***** PAGE EXCERPT

Jay Gosalia: Leaving Power System Maintenance in Good Hands
Few universities or schools offer power system majors, even though power system protection is a complex subject and crucial to our power grid. According to Jay Gosalia, most power systems experts are baby boomers who are approaching the age of retirement. Utilities are now struggling with the newcomers who do not have a strong foundation or the right background in power system protection, Gosalia said.
“So it is vitally important and our responsibility to society to make sure we leave our power system maintenance in good hands,” Gosalia said. “We do that by passing along the knowledge we have learned over the course of our careers.”
Gosalia is vice president of market solutions at Doble Engineering Co. and is working to educate young engineers to maintain power systems. He is presenting a session on transmission line protection during Doble’s 2011 Protective Relay Seminar in Lake Buena Vista, Florida from Aug. 23-25. The seminar is three days of in-depth training covering all aspects of the design, manufacturing and application of protective relays. The agenda will cover major protection themes including General Protection Knowledge, Distribution Protection, Substation Protection and Transmission Protection.

**********
***** SUPPLIED DATA

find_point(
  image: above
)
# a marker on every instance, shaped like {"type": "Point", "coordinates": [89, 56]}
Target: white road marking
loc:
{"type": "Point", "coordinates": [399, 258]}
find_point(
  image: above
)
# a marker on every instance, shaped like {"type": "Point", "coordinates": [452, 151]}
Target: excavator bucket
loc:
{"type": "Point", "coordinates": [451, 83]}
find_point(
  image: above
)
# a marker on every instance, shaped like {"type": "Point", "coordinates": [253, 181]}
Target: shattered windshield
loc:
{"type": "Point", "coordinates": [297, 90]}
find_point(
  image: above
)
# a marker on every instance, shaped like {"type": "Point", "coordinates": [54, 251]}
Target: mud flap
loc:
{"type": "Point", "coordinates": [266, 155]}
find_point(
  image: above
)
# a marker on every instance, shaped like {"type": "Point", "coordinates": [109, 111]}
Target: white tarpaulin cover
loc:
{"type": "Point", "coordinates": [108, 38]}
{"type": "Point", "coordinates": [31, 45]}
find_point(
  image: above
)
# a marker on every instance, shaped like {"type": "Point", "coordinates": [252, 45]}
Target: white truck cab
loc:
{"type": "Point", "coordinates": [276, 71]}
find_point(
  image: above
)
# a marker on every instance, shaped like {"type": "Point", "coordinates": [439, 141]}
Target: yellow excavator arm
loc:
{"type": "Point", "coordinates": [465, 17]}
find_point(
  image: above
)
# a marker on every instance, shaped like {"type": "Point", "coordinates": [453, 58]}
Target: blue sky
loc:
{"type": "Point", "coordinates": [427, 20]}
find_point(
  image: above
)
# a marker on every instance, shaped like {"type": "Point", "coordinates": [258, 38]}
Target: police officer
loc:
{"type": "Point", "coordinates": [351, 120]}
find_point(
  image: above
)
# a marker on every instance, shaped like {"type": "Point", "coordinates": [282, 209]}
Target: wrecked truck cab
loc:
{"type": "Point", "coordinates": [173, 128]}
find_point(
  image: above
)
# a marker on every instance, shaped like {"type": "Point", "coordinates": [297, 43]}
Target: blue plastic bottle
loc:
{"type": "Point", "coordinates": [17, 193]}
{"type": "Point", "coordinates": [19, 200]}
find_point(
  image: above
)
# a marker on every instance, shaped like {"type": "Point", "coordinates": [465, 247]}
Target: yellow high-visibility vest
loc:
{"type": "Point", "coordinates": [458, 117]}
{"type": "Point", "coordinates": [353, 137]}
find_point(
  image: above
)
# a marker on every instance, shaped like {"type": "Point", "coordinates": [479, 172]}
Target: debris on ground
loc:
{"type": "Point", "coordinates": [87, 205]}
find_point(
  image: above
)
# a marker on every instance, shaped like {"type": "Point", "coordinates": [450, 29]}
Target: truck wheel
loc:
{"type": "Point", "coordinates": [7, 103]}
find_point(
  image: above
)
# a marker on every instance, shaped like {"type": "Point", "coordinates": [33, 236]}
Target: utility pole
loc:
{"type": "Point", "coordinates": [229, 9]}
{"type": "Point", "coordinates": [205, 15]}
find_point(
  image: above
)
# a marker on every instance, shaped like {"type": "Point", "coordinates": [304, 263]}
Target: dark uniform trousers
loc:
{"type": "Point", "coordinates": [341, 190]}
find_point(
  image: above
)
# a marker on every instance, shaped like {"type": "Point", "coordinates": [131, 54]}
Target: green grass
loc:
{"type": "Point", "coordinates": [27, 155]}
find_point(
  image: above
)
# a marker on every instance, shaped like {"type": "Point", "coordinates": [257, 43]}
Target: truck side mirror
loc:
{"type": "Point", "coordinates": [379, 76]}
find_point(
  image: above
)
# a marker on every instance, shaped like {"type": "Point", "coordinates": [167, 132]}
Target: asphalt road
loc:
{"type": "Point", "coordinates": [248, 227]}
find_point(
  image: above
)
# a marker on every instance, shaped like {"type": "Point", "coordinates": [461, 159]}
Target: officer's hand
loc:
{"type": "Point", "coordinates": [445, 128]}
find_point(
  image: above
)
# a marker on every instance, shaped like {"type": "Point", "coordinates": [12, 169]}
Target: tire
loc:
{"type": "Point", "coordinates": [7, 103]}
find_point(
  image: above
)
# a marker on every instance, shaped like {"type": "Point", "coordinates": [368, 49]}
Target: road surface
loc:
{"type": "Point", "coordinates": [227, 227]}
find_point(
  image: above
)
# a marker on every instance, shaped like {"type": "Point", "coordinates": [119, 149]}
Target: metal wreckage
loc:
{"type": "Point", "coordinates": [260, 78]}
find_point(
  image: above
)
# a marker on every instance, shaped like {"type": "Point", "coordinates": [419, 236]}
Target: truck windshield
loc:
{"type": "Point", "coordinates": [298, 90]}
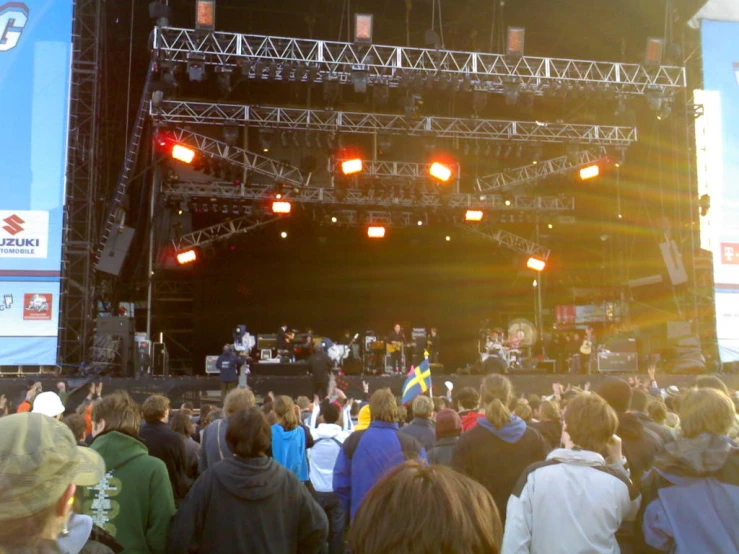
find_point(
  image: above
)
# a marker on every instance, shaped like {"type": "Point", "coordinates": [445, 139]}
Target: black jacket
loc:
{"type": "Point", "coordinates": [441, 453]}
{"type": "Point", "coordinates": [496, 458]}
{"type": "Point", "coordinates": [639, 444]}
{"type": "Point", "coordinates": [248, 505]}
{"type": "Point", "coordinates": [168, 446]}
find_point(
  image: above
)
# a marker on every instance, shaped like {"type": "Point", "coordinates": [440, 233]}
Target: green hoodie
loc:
{"type": "Point", "coordinates": [134, 500]}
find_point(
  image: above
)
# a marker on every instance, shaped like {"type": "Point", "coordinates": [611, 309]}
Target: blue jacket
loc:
{"type": "Point", "coordinates": [366, 455]}
{"type": "Point", "coordinates": [288, 449]}
{"type": "Point", "coordinates": [691, 497]}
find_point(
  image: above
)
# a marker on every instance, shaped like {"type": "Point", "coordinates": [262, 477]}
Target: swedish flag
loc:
{"type": "Point", "coordinates": [418, 382]}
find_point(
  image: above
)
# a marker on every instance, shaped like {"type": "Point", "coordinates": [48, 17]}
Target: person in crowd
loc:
{"type": "Point", "coordinates": [213, 446]}
{"type": "Point", "coordinates": [165, 444]}
{"type": "Point", "coordinates": [48, 404]}
{"type": "Point", "coordinates": [640, 445]}
{"type": "Point", "coordinates": [328, 437]}
{"type": "Point", "coordinates": [549, 422]}
{"type": "Point", "coordinates": [228, 364]}
{"type": "Point", "coordinates": [422, 426]}
{"type": "Point", "coordinates": [691, 496]}
{"type": "Point", "coordinates": [134, 500]}
{"type": "Point", "coordinates": [183, 426]}
{"type": "Point", "coordinates": [468, 400]}
{"type": "Point", "coordinates": [41, 468]}
{"type": "Point", "coordinates": [367, 454]}
{"type": "Point", "coordinates": [448, 430]}
{"type": "Point", "coordinates": [577, 499]}
{"type": "Point", "coordinates": [274, 511]}
{"type": "Point", "coordinates": [76, 424]}
{"type": "Point", "coordinates": [500, 446]}
{"type": "Point", "coordinates": [639, 406]}
{"type": "Point", "coordinates": [448, 513]}
{"type": "Point", "coordinates": [288, 439]}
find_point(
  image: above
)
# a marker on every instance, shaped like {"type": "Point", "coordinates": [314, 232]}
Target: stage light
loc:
{"type": "Point", "coordinates": [183, 153]}
{"type": "Point", "coordinates": [375, 232]}
{"type": "Point", "coordinates": [536, 264]}
{"type": "Point", "coordinates": [589, 172]}
{"type": "Point", "coordinates": [281, 207]}
{"type": "Point", "coordinates": [186, 257]}
{"type": "Point", "coordinates": [351, 167]}
{"type": "Point", "coordinates": [440, 172]}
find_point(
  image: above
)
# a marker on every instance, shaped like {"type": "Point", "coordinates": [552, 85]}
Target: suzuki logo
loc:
{"type": "Point", "coordinates": [14, 225]}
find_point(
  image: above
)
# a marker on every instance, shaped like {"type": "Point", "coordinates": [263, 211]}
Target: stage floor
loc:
{"type": "Point", "coordinates": [193, 389]}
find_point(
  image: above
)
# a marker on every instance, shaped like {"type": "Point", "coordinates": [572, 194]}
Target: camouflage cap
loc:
{"type": "Point", "coordinates": [39, 459]}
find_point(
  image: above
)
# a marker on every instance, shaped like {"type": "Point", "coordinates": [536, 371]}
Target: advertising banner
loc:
{"type": "Point", "coordinates": [35, 58]}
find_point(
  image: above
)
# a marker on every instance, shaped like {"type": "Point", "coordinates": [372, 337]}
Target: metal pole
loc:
{"type": "Point", "coordinates": [150, 268]}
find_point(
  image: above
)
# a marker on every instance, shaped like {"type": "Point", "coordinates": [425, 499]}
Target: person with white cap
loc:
{"type": "Point", "coordinates": [48, 404]}
{"type": "Point", "coordinates": [41, 467]}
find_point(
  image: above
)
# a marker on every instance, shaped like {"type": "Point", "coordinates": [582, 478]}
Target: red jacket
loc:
{"type": "Point", "coordinates": [469, 419]}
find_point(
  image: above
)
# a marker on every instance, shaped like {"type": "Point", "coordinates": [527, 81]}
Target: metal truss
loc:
{"type": "Point", "coordinates": [300, 119]}
{"type": "Point", "coordinates": [294, 59]}
{"type": "Point", "coordinates": [279, 171]}
{"type": "Point", "coordinates": [509, 240]}
{"type": "Point", "coordinates": [535, 172]}
{"type": "Point", "coordinates": [83, 181]}
{"type": "Point", "coordinates": [222, 231]}
{"type": "Point", "coordinates": [366, 198]}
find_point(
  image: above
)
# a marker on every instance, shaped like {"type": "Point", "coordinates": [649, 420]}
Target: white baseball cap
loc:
{"type": "Point", "coordinates": [48, 403]}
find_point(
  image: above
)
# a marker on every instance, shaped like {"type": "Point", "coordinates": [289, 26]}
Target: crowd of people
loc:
{"type": "Point", "coordinates": [627, 467]}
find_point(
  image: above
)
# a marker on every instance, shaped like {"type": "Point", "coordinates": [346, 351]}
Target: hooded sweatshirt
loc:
{"type": "Point", "coordinates": [248, 505]}
{"type": "Point", "coordinates": [134, 501]}
{"type": "Point", "coordinates": [495, 458]}
{"type": "Point", "coordinates": [288, 448]}
{"type": "Point", "coordinates": [691, 497]}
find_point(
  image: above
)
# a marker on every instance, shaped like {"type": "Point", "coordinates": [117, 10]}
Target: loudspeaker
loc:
{"type": "Point", "coordinates": [115, 250]}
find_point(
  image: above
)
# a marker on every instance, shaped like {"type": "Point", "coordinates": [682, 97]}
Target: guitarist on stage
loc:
{"type": "Point", "coordinates": [396, 340]}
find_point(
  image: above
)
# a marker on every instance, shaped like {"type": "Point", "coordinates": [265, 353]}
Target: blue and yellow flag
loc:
{"type": "Point", "coordinates": [418, 382]}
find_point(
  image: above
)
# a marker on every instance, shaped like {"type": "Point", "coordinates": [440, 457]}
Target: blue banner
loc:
{"type": "Point", "coordinates": [35, 56]}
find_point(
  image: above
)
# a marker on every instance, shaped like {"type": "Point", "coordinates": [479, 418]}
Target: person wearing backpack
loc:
{"type": "Point", "coordinates": [328, 438]}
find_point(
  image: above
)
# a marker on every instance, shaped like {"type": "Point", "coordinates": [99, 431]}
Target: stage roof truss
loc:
{"type": "Point", "coordinates": [290, 59]}
{"type": "Point", "coordinates": [177, 112]}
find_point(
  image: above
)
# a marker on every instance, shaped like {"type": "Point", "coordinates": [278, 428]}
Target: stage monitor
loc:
{"type": "Point", "coordinates": [35, 57]}
{"type": "Point", "coordinates": [717, 144]}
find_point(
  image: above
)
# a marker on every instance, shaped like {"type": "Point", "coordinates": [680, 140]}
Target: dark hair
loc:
{"type": "Point", "coordinates": [248, 434]}
{"type": "Point", "coordinates": [330, 412]}
{"type": "Point", "coordinates": [77, 425]}
{"type": "Point", "coordinates": [457, 514]}
{"type": "Point", "coordinates": [182, 424]}
{"type": "Point", "coordinates": [591, 422]}
{"type": "Point", "coordinates": [155, 408]}
{"type": "Point", "coordinates": [639, 400]}
{"type": "Point", "coordinates": [468, 398]}
{"type": "Point", "coordinates": [711, 382]}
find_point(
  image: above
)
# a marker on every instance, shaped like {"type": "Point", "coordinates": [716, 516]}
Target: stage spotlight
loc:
{"type": "Point", "coordinates": [205, 15]}
{"type": "Point", "coordinates": [281, 207]}
{"type": "Point", "coordinates": [183, 153]}
{"type": "Point", "coordinates": [536, 264]}
{"type": "Point", "coordinates": [589, 172]}
{"type": "Point", "coordinates": [440, 172]}
{"type": "Point", "coordinates": [351, 167]}
{"type": "Point", "coordinates": [186, 257]}
{"type": "Point", "coordinates": [375, 232]}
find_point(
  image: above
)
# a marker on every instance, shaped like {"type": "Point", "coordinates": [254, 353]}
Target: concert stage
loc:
{"type": "Point", "coordinates": [193, 389]}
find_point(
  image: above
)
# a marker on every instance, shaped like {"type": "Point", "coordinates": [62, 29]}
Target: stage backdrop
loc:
{"type": "Point", "coordinates": [35, 55]}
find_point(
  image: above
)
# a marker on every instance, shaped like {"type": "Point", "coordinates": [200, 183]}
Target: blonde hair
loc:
{"type": "Point", "coordinates": [706, 411]}
{"type": "Point", "coordinates": [285, 412]}
{"type": "Point", "coordinates": [237, 400]}
{"type": "Point", "coordinates": [496, 392]}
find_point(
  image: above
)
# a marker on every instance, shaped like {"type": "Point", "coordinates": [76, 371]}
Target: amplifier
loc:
{"type": "Point", "coordinates": [618, 362]}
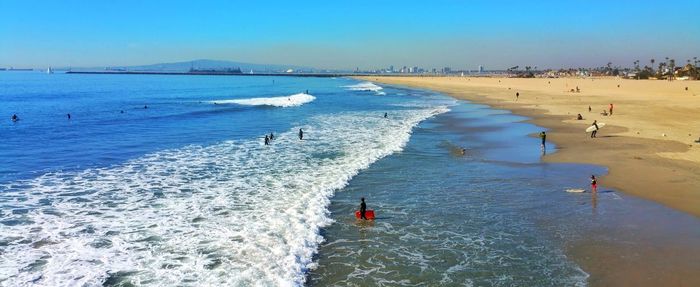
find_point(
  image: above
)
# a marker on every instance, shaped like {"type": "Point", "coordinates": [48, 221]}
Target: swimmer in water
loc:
{"type": "Point", "coordinates": [363, 209]}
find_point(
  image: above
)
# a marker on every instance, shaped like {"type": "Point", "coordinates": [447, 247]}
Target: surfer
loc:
{"type": "Point", "coordinates": [595, 124]}
{"type": "Point", "coordinates": [543, 136]}
{"type": "Point", "coordinates": [363, 208]}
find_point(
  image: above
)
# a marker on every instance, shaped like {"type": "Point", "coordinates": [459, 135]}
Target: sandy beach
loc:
{"type": "Point", "coordinates": [648, 142]}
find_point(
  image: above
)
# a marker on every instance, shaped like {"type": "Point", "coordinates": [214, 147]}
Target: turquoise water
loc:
{"type": "Point", "coordinates": [184, 192]}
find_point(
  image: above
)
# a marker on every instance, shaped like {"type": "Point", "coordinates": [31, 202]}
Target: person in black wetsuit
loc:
{"type": "Point", "coordinates": [363, 209]}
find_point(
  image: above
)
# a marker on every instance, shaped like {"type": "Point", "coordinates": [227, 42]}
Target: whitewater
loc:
{"type": "Point", "coordinates": [228, 214]}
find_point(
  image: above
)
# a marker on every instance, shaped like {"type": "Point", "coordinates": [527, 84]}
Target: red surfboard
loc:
{"type": "Point", "coordinates": [369, 214]}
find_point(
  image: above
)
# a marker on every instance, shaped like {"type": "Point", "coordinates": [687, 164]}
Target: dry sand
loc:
{"type": "Point", "coordinates": [647, 144]}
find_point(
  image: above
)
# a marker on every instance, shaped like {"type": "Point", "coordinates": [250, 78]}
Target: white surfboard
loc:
{"type": "Point", "coordinates": [592, 128]}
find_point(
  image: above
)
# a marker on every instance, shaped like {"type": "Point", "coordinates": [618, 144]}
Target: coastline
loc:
{"type": "Point", "coordinates": [663, 169]}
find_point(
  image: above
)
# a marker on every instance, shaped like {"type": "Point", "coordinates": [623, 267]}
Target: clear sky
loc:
{"type": "Point", "coordinates": [348, 34]}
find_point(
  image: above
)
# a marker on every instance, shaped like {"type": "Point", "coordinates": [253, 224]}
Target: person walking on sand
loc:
{"type": "Point", "coordinates": [593, 134]}
{"type": "Point", "coordinates": [543, 136]}
{"type": "Point", "coordinates": [363, 209]}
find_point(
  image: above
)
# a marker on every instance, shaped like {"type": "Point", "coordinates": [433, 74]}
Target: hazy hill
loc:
{"type": "Point", "coordinates": [205, 64]}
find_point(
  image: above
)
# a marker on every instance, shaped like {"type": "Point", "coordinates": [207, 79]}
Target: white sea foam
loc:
{"type": "Point", "coordinates": [288, 101]}
{"type": "Point", "coordinates": [230, 214]}
{"type": "Point", "coordinates": [365, 86]}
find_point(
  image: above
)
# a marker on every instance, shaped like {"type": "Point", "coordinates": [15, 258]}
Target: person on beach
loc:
{"type": "Point", "coordinates": [593, 134]}
{"type": "Point", "coordinates": [363, 209]}
{"type": "Point", "coordinates": [543, 136]}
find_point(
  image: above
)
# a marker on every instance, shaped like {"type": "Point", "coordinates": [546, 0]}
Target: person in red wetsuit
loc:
{"type": "Point", "coordinates": [363, 208]}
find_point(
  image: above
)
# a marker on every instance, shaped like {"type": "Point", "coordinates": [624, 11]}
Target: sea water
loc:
{"type": "Point", "coordinates": [165, 180]}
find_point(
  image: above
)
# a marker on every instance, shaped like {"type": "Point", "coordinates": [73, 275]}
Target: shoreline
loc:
{"type": "Point", "coordinates": [636, 165]}
{"type": "Point", "coordinates": [650, 244]}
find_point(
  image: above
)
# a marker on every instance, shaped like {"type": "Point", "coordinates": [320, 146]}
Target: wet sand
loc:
{"type": "Point", "coordinates": [642, 244]}
{"type": "Point", "coordinates": [641, 160]}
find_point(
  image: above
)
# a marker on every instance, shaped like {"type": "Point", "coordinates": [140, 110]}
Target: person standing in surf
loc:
{"type": "Point", "coordinates": [543, 136]}
{"type": "Point", "coordinates": [363, 208]}
{"type": "Point", "coordinates": [595, 124]}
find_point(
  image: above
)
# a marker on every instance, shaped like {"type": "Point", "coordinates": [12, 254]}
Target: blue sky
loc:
{"type": "Point", "coordinates": [348, 34]}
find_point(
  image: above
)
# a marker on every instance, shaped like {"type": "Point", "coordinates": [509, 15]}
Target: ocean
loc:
{"type": "Point", "coordinates": [166, 180]}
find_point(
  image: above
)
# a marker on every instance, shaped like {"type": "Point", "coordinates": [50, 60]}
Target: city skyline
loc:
{"type": "Point", "coordinates": [347, 36]}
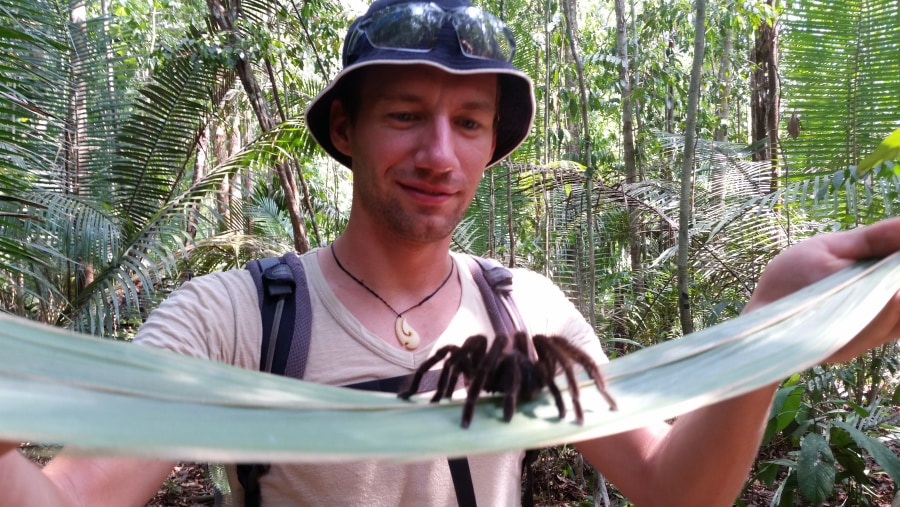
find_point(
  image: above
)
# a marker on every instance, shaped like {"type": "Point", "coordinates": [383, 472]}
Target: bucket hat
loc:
{"type": "Point", "coordinates": [466, 41]}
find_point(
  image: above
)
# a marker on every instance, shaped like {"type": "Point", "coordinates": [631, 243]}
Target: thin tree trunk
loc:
{"type": "Point", "coordinates": [224, 19]}
{"type": "Point", "coordinates": [571, 30]}
{"type": "Point", "coordinates": [723, 111]}
{"type": "Point", "coordinates": [685, 214]}
{"type": "Point", "coordinates": [634, 244]}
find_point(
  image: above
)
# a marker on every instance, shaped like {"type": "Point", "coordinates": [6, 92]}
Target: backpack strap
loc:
{"type": "Point", "coordinates": [495, 284]}
{"type": "Point", "coordinates": [494, 281]}
{"type": "Point", "coordinates": [287, 330]}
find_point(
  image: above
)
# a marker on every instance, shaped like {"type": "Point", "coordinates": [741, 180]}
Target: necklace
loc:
{"type": "Point", "coordinates": [402, 329]}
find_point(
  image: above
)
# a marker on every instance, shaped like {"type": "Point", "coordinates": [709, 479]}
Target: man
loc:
{"type": "Point", "coordinates": [426, 101]}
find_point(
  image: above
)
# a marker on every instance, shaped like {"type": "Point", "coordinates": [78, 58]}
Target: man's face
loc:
{"type": "Point", "coordinates": [419, 143]}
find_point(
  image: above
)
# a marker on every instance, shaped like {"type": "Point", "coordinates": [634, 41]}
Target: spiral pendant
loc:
{"type": "Point", "coordinates": [405, 333]}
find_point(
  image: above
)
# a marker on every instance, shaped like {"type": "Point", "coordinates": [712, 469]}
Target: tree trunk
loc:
{"type": "Point", "coordinates": [634, 243]}
{"type": "Point", "coordinates": [685, 212]}
{"type": "Point", "coordinates": [224, 19]}
{"type": "Point", "coordinates": [571, 30]}
{"type": "Point", "coordinates": [723, 111]}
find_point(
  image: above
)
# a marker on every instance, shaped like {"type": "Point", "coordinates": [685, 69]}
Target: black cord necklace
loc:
{"type": "Point", "coordinates": [404, 332]}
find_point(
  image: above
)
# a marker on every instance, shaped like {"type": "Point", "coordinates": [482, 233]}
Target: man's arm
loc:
{"type": "Point", "coordinates": [77, 481]}
{"type": "Point", "coordinates": [703, 458]}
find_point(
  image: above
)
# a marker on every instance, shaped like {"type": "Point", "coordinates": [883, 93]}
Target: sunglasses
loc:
{"type": "Point", "coordinates": [415, 27]}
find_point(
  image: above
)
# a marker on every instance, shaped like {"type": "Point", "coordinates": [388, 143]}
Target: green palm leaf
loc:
{"type": "Point", "coordinates": [115, 398]}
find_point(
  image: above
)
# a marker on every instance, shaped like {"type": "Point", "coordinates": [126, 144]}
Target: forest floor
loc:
{"type": "Point", "coordinates": [188, 486]}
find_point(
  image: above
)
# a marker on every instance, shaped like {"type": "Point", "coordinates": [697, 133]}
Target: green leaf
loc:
{"type": "Point", "coordinates": [889, 149]}
{"type": "Point", "coordinates": [880, 452]}
{"type": "Point", "coordinates": [120, 399]}
{"type": "Point", "coordinates": [815, 468]}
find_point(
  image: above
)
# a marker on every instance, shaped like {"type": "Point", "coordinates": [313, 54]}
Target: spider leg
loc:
{"type": "Point", "coordinates": [546, 365]}
{"type": "Point", "coordinates": [573, 352]}
{"type": "Point", "coordinates": [474, 349]}
{"type": "Point", "coordinates": [451, 368]}
{"type": "Point", "coordinates": [510, 382]}
{"type": "Point", "coordinates": [482, 370]}
{"type": "Point", "coordinates": [425, 366]}
{"type": "Point", "coordinates": [554, 350]}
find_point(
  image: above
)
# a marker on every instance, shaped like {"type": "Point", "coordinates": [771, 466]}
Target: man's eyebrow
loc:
{"type": "Point", "coordinates": [486, 105]}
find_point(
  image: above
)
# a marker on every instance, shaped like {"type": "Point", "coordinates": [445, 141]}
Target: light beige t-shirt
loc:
{"type": "Point", "coordinates": [217, 316]}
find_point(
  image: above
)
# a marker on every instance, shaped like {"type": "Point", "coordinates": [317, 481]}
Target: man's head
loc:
{"type": "Point", "coordinates": [450, 35]}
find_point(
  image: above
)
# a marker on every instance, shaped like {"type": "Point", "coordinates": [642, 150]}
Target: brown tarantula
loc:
{"type": "Point", "coordinates": [511, 372]}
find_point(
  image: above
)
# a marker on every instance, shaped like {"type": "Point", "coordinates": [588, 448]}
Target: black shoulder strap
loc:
{"type": "Point", "coordinates": [287, 330]}
{"type": "Point", "coordinates": [495, 284]}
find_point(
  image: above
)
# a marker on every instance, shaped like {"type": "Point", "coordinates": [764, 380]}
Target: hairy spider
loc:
{"type": "Point", "coordinates": [511, 372]}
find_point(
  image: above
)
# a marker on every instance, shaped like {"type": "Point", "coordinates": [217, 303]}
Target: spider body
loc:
{"type": "Point", "coordinates": [511, 371]}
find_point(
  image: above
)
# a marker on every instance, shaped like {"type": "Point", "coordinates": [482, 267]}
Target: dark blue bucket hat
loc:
{"type": "Point", "coordinates": [451, 35]}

**********

#### REQUIRED ACTIONS
a: Do these statements agree with the article about Jay Gosalia and power system maintenance? Answer yes or no for each, quoting the words of the article that decide it.
(i) Gosalia says most power systems experts are nearing retirement age.
(ii) Doble's 2011 Protective Relay Seminar runs for two days.
(iii) Gosalia is president of Doble Engineering Co.
b: According to the article about Jay Gosalia and power system maintenance, where is Doble's 2011 Protective Relay Seminar held?
c: Write the next part of the article about Jay Gosalia and power system maintenance, starting after its final sentence.

#### RESPONSE LIST
a:
(i) Yes: "most power systems experts are baby boomers who are approaching the age of retirement"
(ii) No: "The seminar is three days of in-depth training"
(iii) No: "Gosalia is vice president of market solutions at Doble Engineering Co."

b: Lake Buena Vista, Florida.

c:
Gosalia’s part will take participants to the basics and help them understand how line protection makes the fast and accurate decisions under complex power system events. During this session, lots of questions will be answered on how line protection works.
“Most of us know how to work with the line protection, but may not know how the line protection makes the decision to trip or not trip during a power system disturbance,” he said. “Thanks to the latest digital technology, line protection is becoming so smart, yet at the same time quite complicated to understand.”
Gosalia’s early career was spent testing complete line protection as an application engineer. He said that it was a mystery how the protection made the decision to trip when tested with the test kit supplied by the line protection manufacturer. All of his questions were answered when he was introduced to a Doble test kit in the 80s.
It then became his job to convince the utility engineer on how to set and test the relays. He used the Doble test kit to train them on how to test the complex relays. He brings that initial experience that turned into 25 years dedicated to the development and marketing of protective relays to his training sessions. Before he joined Doble Engineering, Gosalia was the U.S. sales and marketing manager at GEC Alsthom T&D, Protection & Control Division for 13 years. Jay also worked at ABB in the Circuit Breaker Division as a design and development engineer.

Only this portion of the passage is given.